Problem details =>
Report back every line of the entries that contains "shorts", exactly as written.

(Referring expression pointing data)
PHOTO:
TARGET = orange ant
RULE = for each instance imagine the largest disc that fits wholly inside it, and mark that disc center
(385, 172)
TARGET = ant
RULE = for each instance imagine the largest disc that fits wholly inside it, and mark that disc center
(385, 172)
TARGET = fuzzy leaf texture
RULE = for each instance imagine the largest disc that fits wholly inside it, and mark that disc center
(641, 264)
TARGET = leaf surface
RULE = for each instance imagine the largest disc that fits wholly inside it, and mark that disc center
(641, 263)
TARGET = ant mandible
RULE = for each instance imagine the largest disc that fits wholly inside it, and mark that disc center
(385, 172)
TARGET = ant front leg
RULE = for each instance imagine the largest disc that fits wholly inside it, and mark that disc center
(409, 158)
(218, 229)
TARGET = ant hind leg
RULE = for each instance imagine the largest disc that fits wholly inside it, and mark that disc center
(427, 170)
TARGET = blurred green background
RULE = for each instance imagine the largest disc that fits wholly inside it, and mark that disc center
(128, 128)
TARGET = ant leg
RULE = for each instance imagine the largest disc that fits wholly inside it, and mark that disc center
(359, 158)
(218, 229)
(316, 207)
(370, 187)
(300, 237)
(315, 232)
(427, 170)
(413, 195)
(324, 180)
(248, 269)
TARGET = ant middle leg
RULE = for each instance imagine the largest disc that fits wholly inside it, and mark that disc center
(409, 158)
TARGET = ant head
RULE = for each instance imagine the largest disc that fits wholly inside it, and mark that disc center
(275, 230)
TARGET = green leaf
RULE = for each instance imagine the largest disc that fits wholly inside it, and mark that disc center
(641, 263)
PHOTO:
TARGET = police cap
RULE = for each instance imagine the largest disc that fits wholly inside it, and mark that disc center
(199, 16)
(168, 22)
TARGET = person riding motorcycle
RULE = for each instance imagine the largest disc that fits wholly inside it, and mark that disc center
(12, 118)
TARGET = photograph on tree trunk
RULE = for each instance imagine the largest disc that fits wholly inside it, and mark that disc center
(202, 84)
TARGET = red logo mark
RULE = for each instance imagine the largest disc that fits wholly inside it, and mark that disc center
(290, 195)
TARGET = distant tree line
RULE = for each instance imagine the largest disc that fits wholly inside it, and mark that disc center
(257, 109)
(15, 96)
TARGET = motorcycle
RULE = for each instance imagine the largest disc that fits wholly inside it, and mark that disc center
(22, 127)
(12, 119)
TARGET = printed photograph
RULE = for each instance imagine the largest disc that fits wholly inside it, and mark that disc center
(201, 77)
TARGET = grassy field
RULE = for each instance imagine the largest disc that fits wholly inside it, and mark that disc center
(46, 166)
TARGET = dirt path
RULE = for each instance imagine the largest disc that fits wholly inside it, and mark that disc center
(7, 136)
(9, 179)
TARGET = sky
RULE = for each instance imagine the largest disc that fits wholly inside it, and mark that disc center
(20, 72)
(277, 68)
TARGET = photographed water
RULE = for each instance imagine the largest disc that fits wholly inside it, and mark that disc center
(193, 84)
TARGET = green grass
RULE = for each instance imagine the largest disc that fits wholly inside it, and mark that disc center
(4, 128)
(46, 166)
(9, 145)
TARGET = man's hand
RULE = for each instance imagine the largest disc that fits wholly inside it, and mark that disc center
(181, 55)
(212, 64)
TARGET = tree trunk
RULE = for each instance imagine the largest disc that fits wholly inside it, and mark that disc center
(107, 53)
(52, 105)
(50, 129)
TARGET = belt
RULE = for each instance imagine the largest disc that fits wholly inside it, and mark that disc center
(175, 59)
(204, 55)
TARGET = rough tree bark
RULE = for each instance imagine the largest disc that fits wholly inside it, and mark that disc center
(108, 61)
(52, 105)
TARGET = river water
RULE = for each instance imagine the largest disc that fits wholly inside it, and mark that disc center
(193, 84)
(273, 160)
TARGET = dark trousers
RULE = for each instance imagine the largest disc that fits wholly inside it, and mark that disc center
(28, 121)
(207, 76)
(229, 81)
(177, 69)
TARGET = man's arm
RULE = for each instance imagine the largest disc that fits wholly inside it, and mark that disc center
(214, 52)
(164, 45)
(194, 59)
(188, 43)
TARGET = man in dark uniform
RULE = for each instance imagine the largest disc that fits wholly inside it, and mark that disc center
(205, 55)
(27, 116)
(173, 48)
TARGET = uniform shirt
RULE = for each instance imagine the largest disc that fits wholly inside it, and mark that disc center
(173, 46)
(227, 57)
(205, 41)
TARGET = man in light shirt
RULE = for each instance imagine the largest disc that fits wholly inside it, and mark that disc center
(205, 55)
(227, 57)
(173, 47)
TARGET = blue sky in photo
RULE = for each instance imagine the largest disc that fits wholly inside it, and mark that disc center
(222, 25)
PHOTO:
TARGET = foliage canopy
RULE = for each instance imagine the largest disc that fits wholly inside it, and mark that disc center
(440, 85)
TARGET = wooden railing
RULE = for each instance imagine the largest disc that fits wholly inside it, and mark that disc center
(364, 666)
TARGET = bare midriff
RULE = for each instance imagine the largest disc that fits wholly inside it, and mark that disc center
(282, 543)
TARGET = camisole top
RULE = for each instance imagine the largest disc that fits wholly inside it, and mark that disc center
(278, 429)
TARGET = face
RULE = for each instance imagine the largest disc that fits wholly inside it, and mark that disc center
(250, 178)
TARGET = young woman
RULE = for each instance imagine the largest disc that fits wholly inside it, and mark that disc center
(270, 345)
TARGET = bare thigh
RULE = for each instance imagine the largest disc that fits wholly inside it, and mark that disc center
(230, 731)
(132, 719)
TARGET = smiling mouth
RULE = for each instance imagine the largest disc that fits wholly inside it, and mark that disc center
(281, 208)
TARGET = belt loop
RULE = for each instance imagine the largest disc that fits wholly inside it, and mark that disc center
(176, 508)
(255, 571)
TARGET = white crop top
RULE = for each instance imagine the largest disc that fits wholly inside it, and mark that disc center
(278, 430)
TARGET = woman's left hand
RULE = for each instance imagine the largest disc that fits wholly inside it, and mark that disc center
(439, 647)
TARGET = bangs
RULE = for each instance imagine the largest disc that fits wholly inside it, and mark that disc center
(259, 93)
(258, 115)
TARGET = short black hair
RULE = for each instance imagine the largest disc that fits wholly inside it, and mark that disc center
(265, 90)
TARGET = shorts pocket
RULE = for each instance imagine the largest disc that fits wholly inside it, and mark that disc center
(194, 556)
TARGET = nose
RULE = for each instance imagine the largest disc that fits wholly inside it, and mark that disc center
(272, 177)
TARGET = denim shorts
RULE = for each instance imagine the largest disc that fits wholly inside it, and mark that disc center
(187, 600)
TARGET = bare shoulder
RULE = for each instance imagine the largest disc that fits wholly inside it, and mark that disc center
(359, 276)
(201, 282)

Solution to the problem =>
TARGET = shorts pocket
TARGET = denim shorts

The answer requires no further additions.